━━━━━ RECORD SET ━━━━━
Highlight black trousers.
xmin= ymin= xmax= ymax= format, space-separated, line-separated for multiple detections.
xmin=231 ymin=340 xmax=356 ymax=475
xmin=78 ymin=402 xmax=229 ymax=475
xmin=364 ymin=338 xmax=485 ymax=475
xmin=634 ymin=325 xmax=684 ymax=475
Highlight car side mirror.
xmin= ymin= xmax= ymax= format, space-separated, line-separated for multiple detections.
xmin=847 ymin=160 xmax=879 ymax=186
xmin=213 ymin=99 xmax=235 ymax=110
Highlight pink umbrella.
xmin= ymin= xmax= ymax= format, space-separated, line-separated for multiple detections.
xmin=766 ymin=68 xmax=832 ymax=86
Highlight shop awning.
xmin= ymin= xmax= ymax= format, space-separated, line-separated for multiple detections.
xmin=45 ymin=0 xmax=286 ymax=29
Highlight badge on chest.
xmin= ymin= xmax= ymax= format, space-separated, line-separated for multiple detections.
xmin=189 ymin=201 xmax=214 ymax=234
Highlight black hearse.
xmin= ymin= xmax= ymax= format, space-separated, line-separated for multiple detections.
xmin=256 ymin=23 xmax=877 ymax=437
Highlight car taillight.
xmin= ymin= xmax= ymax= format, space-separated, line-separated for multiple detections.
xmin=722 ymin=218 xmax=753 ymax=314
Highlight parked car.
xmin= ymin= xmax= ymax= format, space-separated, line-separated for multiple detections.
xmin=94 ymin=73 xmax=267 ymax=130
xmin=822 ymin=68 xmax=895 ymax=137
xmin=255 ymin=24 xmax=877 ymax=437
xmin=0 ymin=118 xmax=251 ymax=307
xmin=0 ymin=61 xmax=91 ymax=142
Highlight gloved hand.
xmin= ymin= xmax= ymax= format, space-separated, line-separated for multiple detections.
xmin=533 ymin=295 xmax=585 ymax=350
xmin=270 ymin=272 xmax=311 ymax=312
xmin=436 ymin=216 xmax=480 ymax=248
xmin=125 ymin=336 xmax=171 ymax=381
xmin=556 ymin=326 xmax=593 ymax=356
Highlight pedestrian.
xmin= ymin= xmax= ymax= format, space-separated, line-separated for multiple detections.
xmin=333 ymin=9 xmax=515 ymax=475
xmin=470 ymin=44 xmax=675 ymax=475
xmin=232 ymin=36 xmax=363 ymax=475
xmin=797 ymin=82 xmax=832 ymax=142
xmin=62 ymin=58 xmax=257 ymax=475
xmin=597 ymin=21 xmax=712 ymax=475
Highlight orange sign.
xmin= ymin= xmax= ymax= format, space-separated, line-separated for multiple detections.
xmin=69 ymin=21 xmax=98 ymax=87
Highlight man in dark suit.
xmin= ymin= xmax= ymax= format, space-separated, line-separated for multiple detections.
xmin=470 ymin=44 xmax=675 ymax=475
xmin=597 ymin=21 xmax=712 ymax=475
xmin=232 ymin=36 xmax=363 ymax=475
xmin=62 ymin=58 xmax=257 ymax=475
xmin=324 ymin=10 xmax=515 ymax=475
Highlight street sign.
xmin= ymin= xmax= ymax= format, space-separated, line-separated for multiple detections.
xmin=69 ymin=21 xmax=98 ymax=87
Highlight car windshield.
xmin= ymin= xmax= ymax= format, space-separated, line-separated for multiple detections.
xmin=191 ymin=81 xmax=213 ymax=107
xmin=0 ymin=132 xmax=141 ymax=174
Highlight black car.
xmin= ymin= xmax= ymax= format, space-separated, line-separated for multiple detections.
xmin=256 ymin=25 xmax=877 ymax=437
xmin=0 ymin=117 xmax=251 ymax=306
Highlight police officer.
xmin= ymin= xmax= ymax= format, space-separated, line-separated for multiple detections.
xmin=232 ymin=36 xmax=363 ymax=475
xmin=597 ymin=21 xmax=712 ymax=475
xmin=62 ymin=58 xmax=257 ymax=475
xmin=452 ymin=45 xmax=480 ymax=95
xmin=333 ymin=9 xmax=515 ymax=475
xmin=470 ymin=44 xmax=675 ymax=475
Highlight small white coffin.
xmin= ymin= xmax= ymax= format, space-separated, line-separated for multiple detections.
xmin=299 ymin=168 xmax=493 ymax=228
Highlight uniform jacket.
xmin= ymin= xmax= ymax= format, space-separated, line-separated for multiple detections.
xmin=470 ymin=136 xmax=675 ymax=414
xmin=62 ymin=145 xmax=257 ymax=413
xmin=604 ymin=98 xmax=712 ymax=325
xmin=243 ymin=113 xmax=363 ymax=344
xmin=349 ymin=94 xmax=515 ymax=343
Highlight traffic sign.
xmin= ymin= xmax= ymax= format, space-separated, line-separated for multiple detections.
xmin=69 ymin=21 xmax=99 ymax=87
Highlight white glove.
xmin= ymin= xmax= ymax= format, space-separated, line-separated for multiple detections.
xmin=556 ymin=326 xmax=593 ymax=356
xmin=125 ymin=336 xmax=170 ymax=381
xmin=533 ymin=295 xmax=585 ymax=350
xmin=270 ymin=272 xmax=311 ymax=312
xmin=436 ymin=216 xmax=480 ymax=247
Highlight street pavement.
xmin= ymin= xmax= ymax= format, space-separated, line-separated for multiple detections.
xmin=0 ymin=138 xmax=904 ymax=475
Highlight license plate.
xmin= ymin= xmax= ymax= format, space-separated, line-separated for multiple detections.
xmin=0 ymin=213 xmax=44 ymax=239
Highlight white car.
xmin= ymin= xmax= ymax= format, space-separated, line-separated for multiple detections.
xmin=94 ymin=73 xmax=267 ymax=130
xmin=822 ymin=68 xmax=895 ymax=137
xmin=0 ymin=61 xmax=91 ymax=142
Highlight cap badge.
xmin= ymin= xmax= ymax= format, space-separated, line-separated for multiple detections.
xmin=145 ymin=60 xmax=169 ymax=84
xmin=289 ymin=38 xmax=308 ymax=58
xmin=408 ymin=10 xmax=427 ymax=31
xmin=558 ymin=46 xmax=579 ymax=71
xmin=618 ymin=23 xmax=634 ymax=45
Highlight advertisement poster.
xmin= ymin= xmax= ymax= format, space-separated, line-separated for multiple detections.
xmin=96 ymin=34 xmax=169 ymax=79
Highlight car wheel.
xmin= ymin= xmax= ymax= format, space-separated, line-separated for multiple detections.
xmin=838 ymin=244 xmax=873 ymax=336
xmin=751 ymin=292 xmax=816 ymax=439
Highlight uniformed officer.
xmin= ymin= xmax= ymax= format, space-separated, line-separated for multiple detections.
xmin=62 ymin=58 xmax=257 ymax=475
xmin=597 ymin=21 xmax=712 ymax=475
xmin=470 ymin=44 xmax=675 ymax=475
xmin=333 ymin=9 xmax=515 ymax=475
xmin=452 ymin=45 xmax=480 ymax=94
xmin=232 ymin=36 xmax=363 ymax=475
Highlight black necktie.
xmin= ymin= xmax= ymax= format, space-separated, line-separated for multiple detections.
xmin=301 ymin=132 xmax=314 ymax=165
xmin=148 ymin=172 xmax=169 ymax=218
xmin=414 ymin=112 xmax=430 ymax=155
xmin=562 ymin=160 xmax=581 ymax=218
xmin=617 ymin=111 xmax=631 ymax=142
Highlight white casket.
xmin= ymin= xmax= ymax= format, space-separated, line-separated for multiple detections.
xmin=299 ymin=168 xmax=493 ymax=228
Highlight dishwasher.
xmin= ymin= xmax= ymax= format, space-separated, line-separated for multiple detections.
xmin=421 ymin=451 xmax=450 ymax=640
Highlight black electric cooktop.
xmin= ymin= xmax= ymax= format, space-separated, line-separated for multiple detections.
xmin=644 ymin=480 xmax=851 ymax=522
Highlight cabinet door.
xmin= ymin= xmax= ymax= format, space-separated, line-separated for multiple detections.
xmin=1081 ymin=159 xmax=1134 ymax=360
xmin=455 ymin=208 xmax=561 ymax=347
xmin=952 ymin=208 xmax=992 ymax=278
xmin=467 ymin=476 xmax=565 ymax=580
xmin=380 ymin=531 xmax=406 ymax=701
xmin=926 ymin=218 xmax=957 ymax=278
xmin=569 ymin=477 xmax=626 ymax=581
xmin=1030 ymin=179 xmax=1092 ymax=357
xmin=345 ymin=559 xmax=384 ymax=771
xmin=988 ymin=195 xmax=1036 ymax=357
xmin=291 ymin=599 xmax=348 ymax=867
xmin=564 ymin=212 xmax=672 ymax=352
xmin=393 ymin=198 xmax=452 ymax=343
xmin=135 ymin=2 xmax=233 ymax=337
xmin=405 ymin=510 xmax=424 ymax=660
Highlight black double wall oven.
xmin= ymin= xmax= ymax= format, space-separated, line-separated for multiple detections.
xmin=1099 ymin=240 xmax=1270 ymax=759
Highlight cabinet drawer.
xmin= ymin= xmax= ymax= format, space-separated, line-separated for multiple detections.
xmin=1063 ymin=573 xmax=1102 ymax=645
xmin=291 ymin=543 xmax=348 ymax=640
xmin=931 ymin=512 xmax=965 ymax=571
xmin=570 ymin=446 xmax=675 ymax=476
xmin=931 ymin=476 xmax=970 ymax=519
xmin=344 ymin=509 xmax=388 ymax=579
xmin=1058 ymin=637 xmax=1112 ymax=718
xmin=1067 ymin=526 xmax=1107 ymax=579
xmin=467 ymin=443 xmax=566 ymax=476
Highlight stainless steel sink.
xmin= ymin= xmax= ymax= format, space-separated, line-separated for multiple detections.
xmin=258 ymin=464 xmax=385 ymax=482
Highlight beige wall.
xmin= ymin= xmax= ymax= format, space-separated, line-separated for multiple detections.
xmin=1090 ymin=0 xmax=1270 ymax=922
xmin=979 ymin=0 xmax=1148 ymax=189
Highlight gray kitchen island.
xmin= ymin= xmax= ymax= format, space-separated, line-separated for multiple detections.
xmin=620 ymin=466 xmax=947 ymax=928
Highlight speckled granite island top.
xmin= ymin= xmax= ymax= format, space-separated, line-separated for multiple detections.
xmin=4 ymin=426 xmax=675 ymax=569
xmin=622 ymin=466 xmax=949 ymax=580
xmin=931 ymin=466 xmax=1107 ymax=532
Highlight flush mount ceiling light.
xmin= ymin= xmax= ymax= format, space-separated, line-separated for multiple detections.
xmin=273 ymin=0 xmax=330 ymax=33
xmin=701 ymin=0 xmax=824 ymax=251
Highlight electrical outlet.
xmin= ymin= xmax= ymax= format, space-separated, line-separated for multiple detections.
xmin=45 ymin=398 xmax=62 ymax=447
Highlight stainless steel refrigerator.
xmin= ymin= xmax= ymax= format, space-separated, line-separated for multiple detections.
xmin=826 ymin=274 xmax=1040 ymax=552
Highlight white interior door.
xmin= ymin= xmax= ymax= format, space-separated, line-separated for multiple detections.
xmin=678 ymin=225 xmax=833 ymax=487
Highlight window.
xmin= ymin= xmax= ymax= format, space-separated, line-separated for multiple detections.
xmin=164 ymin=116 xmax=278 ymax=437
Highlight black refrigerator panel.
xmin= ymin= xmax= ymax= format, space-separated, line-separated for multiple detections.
━━━━━
WHAT THIS TASK INVOLVES: Reproduce the lines of the listing verbatim, starting at its first line and ending at the line that contains "xmin=45 ymin=0 xmax=286 ymax=29".

OUTPUT FOR THIS EXERCISE:
Highlight black trousers.
xmin= ymin= xmax= ymax= format, space-separated, line-separated for multiple detections.
xmin=231 ymin=340 xmax=356 ymax=475
xmin=78 ymin=402 xmax=229 ymax=475
xmin=364 ymin=338 xmax=485 ymax=475
xmin=634 ymin=325 xmax=684 ymax=475
Highlight car side mirror.
xmin= ymin= xmax= ymax= format, space-separated, line-separated for multiple detections.
xmin=847 ymin=160 xmax=879 ymax=186
xmin=213 ymin=99 xmax=235 ymax=110
Highlight pink umbrella.
xmin= ymin= xmax= ymax= format, space-separated, line-separated for multiple detections.
xmin=766 ymin=68 xmax=832 ymax=86
Highlight shop awning.
xmin= ymin= xmax= ymax= format, space-separated, line-separated for multiple detections.
xmin=45 ymin=0 xmax=286 ymax=29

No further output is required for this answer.